(REQUIREMENT) According to the recovery account below, how long has the speaker been drug free?

(PASSAGE TO READ)
In treatment, I had trouble talking in groups though because of what was drilled into me as a child, about being a woman and how I shouldn’t act in such-and-such a way, so I didn’t want to say certain things in front of the men in the group. They were lovely, but I just felt “I shouldn’t be saying this out loud.” I do think women should have the option of an all-female service, and one where you could bring kids in, because that would make a big difference, and it would mean a lot more women seeking help.
I do think women should have the option of an all-female service. That would make a big difference, and it would mean a lot more women seeking help.
It was difficult coming to terms with the fact that I didn’t want to be the person I was. I used to say to my counsellor, “I don’t want to be who I am, but I don’t want to lose who I am, either.” And when I left treatment, I thought everyone was looking at me like “she just done treatment, she’s a scumbag.” I felt like there was a sign up over my head saying where I’d come from, who I’d been. And I’ve been so scared of relapsing because it does happen, but it’s been about finding a balance, finding a way to reconcile who I was with who I am now. Staying present, checking in with myself. Getting into recovery with Merchants Quay has changed my life, but it’s also changed my family’s life. I get to see how well my younger brother and sister are because they left the environment they were in. They’re not constantly on edge wondering if the Guards are going to kick in the door, or if the boys are going to come back, out of their head, or if there’s going to be parties, or if they’re going to find their sister in the bedroom or the bathroom with blood flowing out of her arms, trying to kill herself… They got to grow up in a different environment. I’m coming to terms with my life. There are still things I’m ashamed of, things that make me cringe to think about, but I have to remember it wasn’t all my fault, and all the time I’ve been carrying other people’s shame as well as my own. Those of us who have gone through Merchants Quay, we are lucky. We get to start our life again, you know? We can choose our path. Anything is possible.
At the moment, I’m over two years drug free. There’s a huge difference between then and now. I still struggle every day, but it’s nothing compared to what it used to be, you know? I don’t want to kill myself when I wake up in the morning. I don’t want to make myself go to sleep at night just to stop my head spinning. But there’s still challenges, like it is still tough. Recovery is something you have to fight for every day, yeah. Every minute of every day.

Collected data entries
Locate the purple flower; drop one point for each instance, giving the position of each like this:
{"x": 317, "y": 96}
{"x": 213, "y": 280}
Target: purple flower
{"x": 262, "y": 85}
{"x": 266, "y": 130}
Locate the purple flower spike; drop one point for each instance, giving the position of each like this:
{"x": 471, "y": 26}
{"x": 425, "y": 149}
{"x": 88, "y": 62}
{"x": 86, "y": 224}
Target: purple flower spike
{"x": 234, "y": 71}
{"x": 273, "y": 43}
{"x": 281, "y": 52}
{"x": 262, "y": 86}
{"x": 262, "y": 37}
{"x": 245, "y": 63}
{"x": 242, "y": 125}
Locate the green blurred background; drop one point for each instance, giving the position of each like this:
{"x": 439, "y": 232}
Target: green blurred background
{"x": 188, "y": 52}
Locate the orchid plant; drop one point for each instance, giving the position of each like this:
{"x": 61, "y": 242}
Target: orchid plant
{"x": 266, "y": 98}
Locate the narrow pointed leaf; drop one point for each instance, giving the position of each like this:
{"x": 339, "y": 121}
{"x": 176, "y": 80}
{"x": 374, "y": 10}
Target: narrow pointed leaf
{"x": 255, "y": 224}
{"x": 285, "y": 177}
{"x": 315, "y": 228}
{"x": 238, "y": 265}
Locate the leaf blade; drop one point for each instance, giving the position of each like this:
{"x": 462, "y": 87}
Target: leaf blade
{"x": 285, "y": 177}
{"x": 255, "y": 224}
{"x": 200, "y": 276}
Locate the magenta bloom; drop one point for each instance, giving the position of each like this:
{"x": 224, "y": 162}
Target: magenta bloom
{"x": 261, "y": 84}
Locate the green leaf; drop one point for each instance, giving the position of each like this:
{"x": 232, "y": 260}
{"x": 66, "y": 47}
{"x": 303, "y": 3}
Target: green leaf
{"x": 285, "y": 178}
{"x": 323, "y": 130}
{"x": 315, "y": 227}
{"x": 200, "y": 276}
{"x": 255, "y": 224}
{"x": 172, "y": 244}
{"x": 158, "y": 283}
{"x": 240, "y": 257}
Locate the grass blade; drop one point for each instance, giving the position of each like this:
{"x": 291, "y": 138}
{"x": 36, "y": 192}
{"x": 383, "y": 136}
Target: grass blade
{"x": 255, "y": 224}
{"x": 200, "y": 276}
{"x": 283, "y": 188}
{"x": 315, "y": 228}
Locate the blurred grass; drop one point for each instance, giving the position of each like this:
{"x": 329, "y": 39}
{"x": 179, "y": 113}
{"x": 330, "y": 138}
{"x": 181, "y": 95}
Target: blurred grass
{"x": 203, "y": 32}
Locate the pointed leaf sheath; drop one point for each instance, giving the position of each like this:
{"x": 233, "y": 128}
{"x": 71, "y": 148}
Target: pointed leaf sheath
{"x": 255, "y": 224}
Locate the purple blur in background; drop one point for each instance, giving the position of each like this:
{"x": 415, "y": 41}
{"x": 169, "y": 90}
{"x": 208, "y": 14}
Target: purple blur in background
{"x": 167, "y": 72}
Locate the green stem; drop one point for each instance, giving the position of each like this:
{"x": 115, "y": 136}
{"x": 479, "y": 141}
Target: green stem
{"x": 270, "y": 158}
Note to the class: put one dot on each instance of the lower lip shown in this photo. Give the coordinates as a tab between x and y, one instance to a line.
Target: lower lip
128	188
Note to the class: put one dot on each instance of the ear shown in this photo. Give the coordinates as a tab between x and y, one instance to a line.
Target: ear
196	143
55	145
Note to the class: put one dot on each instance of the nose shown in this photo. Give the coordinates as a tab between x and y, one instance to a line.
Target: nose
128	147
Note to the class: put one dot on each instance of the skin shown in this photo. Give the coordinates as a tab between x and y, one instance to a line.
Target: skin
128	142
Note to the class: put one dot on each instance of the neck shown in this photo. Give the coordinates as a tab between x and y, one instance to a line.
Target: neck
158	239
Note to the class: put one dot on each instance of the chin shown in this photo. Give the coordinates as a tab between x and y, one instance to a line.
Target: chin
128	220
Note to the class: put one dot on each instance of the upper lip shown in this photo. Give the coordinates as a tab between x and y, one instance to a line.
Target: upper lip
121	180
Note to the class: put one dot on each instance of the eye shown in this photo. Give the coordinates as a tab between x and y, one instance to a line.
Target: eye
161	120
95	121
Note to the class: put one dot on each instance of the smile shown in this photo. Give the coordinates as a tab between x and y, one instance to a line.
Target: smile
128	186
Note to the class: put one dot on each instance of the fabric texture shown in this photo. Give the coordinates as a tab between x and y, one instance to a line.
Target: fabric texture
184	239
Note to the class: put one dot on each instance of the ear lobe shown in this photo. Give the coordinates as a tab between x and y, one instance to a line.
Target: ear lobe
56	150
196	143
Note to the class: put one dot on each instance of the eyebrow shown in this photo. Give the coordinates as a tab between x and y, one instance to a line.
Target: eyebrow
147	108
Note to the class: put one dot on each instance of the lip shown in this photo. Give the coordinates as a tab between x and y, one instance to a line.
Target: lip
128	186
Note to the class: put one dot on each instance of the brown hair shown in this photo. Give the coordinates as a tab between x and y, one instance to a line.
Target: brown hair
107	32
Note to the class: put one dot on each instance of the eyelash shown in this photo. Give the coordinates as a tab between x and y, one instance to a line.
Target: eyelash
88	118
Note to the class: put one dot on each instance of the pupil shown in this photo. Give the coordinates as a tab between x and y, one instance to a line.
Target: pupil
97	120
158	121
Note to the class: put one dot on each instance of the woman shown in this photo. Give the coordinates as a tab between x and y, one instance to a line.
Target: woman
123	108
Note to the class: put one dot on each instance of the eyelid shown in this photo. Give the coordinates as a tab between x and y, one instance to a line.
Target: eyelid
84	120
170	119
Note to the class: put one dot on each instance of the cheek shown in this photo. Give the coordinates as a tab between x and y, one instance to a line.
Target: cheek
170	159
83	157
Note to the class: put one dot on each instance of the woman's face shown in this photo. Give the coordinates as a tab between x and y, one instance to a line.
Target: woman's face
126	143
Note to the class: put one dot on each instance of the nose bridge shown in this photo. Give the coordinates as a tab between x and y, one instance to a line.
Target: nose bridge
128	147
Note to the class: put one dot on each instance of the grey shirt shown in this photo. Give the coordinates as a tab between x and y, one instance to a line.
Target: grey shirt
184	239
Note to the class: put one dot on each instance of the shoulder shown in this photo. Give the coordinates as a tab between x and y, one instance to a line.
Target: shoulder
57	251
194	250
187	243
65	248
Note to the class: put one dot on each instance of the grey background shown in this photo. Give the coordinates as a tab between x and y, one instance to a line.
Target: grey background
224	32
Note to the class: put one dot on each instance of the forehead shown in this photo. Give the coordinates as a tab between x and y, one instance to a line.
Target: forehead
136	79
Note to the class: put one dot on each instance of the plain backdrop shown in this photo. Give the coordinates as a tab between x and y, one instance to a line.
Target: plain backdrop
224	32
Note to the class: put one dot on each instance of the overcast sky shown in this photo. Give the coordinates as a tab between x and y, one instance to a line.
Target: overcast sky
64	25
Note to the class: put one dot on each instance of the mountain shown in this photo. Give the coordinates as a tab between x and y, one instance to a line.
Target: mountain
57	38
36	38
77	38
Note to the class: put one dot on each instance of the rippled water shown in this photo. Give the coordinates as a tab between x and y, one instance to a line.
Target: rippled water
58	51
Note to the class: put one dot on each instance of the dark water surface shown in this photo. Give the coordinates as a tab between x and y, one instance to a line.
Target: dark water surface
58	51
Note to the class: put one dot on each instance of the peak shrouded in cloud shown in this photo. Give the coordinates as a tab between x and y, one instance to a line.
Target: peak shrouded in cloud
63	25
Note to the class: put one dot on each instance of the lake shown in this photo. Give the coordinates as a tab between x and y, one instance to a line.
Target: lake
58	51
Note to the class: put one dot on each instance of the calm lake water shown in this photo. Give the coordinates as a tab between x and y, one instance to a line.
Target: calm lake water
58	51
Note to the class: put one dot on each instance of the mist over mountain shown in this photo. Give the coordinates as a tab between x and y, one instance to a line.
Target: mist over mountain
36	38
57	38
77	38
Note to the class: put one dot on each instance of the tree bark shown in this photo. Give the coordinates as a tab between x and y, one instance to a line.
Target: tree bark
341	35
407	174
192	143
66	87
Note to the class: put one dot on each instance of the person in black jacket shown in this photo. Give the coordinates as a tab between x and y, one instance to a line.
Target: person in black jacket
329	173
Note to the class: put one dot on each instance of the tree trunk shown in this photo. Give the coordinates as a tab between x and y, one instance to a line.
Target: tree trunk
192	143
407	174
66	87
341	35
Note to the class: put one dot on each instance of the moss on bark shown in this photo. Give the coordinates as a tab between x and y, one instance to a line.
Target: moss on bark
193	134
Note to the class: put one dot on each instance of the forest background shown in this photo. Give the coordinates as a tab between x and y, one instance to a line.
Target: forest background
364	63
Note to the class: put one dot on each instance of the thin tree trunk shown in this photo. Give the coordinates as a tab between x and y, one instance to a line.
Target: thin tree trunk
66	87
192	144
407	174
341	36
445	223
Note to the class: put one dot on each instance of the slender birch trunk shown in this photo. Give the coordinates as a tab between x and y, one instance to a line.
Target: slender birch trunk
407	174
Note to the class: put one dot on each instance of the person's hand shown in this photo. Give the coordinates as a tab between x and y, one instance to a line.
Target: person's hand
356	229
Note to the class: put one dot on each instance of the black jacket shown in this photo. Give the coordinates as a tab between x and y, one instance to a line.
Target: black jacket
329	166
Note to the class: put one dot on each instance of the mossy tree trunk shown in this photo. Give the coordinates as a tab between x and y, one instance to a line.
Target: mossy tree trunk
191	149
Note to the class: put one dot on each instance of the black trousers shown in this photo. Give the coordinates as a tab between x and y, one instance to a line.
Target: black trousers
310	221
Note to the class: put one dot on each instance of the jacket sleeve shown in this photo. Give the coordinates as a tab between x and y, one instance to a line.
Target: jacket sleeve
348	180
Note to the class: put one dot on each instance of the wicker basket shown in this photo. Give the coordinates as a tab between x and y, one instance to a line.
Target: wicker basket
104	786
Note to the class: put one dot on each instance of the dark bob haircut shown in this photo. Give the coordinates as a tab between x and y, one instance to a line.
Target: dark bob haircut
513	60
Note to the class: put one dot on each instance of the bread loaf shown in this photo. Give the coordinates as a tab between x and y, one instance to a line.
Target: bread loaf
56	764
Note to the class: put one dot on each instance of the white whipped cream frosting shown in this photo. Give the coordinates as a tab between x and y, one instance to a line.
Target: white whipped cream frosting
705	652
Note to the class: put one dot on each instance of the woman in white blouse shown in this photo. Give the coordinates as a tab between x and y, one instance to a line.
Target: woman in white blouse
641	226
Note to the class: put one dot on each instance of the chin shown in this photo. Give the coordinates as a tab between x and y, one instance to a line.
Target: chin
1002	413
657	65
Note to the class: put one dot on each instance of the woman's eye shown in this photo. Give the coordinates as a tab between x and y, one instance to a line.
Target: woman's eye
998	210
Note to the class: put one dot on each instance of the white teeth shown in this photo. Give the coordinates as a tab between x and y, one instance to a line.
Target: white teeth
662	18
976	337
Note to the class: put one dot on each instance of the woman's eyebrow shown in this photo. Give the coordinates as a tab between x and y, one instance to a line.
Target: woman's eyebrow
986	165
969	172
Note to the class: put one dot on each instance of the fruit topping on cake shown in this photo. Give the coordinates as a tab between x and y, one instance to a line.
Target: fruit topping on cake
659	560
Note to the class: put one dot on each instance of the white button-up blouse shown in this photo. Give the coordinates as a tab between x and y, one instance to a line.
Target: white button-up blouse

(ANSWER AREA) Over two years.